_Document section_.
Many battleground states have already had conflicts. Ivory Coast had a 5-year civil war, between Southern Christians and Northern Muslims. Chad had two civil wars of 14 and 10 years, between Northern Muslims and Southern Christians. Eritrea historically was a battleground between the two faiths, and Ethiopia recently had a Holy War against Islamic forces from neighboring Somalia.

Sudan was perhaps the biggest battleground of all, where the Arab Muslims in the North, fought the black Southern Christians for 16 years, and then tried to force them to use the Arabic language and Islamic religion. After another 18 years of war, the Muslims expelled Christian missionaries and imposed Islamic Sharia law, as part of an Arabization policy. Sudan’s ultimate solution was for the Christian South to secede and become an independent state.

What about Nigeria? Will it become a battleground like Sudan, or remain united? It is the largest state in Africa, with 149 million people, and it is evenly split, as to religion and tribal heritage. 50% are Muslims from the northern Hausa Tribe; 40% are Christians from the southern and western Igbo and Yoruba Tribes.

The Nigerian Muslim-Christian conflict has flared on and off for 30 years. Islamic law was imposed in several Northern provinces in 2000, causing Igbo Christians to clash with Hausa Muslims. An Islamic leader from the northeast was assassinated in 2009. Muslims and Christians battled again last year, in the City of Jos.

Unless Nigeria is willing to splinter in two, like North and South Sudan, they will have to allow all Christians and Muslims to enjoy the free exercise of religion, and stop the provinces from establishing official religions. If they wish to remain at peace and united, they will need to respect the viewpoints of all.

04/20/2011

Pakistan Needs Religious Tolerance

The Blasphemy Law in Pakistan caused the murder of Shahbaz Bahtti on March 2, 2011. He was the only Christian in the Pakistani government, serving as Minister of Non-Muslim Minorities. The law also led to the death, on Jan. 4, 2011, of Salman Taseer, the Christian governor of the Punjab Province, whose only crime was his public support for Asia Bibi, who was sentenced to death by hanging in Nov 2010, for Blasphemy.

The Pakistani Blasphemy Law carries a possible death sentence. It forbids the wounding the religious feelings of Islamic persons, defiling the Quran, or defaming the prophet Muhammad. Trials are held before Muslim judges. Many people have been charged with Blasphemy and have been prosecuted over the past decades.

_Required action A_.
Do these statements agree with the passage on religious conflict? Answer yes or no for each, and quote the words of the passage that decide it.
(i) Chad had two civil wars, lasting 14 and 10 years.
(ii) Nigeria has 149 million people.
(iii) Islamic law was imposed in several Northern Nigerian provinces in 2009.
_Required action B_. Write a continuation of the passage on religious conflict, starting right after its last sentence.
The rows come from a different source than the passage on religious conflict.

_Source information_.
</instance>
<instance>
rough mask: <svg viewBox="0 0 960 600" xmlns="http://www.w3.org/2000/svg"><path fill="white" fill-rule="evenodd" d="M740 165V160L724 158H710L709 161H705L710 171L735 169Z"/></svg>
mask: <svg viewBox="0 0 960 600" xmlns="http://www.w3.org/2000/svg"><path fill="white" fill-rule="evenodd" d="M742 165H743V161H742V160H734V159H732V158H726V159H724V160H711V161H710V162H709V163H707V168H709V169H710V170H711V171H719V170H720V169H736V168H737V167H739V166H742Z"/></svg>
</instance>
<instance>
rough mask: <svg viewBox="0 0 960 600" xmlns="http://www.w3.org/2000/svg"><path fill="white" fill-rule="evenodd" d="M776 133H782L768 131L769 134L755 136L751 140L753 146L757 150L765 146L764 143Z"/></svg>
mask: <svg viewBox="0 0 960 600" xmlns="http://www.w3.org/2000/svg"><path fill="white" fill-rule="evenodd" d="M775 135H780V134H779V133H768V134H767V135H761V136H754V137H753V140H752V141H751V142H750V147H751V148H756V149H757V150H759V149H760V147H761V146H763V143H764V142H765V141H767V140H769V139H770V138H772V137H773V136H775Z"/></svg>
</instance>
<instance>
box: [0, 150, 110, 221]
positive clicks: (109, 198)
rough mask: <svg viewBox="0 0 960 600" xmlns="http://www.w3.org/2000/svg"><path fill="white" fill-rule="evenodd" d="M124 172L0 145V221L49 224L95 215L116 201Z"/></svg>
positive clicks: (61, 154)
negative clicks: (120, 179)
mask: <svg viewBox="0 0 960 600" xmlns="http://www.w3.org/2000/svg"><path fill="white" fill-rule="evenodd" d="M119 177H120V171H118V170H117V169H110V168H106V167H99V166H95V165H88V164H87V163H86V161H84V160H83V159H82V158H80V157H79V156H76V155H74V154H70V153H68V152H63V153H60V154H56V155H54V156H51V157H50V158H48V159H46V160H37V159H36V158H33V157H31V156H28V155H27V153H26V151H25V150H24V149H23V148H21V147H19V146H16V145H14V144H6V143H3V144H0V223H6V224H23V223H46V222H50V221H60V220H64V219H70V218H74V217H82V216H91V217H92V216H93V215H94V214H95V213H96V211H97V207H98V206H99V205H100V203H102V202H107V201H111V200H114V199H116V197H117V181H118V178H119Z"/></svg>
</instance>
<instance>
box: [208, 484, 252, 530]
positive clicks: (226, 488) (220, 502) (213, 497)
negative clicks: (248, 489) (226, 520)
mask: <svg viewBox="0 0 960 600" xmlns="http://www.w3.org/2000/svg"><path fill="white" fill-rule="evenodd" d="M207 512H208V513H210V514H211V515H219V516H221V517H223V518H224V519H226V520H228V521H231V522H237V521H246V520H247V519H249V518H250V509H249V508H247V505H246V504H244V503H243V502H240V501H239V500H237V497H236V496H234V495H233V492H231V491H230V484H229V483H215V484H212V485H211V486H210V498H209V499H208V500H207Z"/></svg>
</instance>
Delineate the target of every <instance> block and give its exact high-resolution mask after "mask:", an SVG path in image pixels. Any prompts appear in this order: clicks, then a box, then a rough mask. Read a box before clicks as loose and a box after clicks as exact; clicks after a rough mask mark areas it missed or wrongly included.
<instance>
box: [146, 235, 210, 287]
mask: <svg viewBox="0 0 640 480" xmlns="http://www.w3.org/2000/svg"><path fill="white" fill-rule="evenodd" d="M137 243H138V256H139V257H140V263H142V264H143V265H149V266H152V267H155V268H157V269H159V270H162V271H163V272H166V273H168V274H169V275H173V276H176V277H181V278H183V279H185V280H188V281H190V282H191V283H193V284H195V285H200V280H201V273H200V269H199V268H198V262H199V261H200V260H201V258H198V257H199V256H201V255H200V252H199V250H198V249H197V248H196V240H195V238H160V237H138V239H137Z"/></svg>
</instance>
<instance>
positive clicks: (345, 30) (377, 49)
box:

_Task answer A_.
(i) Yes: "Chad had two civil wars of 14 and 10 years"
(ii) Yes: "with 149 million people"
(iii) No: "Islamic law was imposed in several Northern provinces in 2000"

_Task answer B_.
Pakistan was created as an Islamic state by Britain, when they segregated the Muslims and Hindus of India into two nations (1947). A decade later, the young nation formally became the Islamic Republic of Pakistan (1956). They later integrated Islamic Sharia law into their legal code (1991). Now, it is being used in the provinces. In the Waziristan Province, for example, it was adopted in exchange for a ceasefire from Islamic militants (2008).

Unfortunately, an accused in Pakistan has no American-style First Amendment, barring the Establishment of Religion. There is no way to declare the Blasphemy Law unconstitutional. So it needs to be challenged as a violation of due process, which requires all crimes to be clearly defined. Laws cannot be so vague as to leave the accused unsure of what conduct is allowed or prohibited.

How would one possibly know if they are wounding the feelings of Islamic persons? How would they know if they are defaming the Prophet Muhammad? What if the speech was truthful and directed at the Quran for having demonstrably false entries? Would this be defiling the Quran? Would it be defamatory?

Pakistan, a nation with a large Muslim majority (97%), needs to change and allow religious tolerance. While it is hard to control 176 million people, they must engage in an educational campaign to tone down the madness. Once tempers have calmed down, they  must either repeal the Blasphemy law, or amend it, to grant due process, by narrowing definitions of what may be deemed illegal.

04/14/2011

French Ban On Veils Violates Treaty

Although France historically separated church and state, they are now fighting a growing Muslim influence, by banning women from wearing veils in public places. The new law may violate not only the French Constitution, but also Europe’s Convention for the Protection of Human Rights and Fundamental Freedoms (ECHR) (1950), and the European Union Treaty (EU) (1992).

A Muslim woman could challenge the French law in the European Court of Human Rights (ECHR) in Strasbourg. This is the tribunal for the 46 countries that signed the ECHR. The treaty provides: “Everyone has the right to freedom of thought, conscience and religion,” including the right “to manifest his religion or belief in worship, teaching, practice and observance.”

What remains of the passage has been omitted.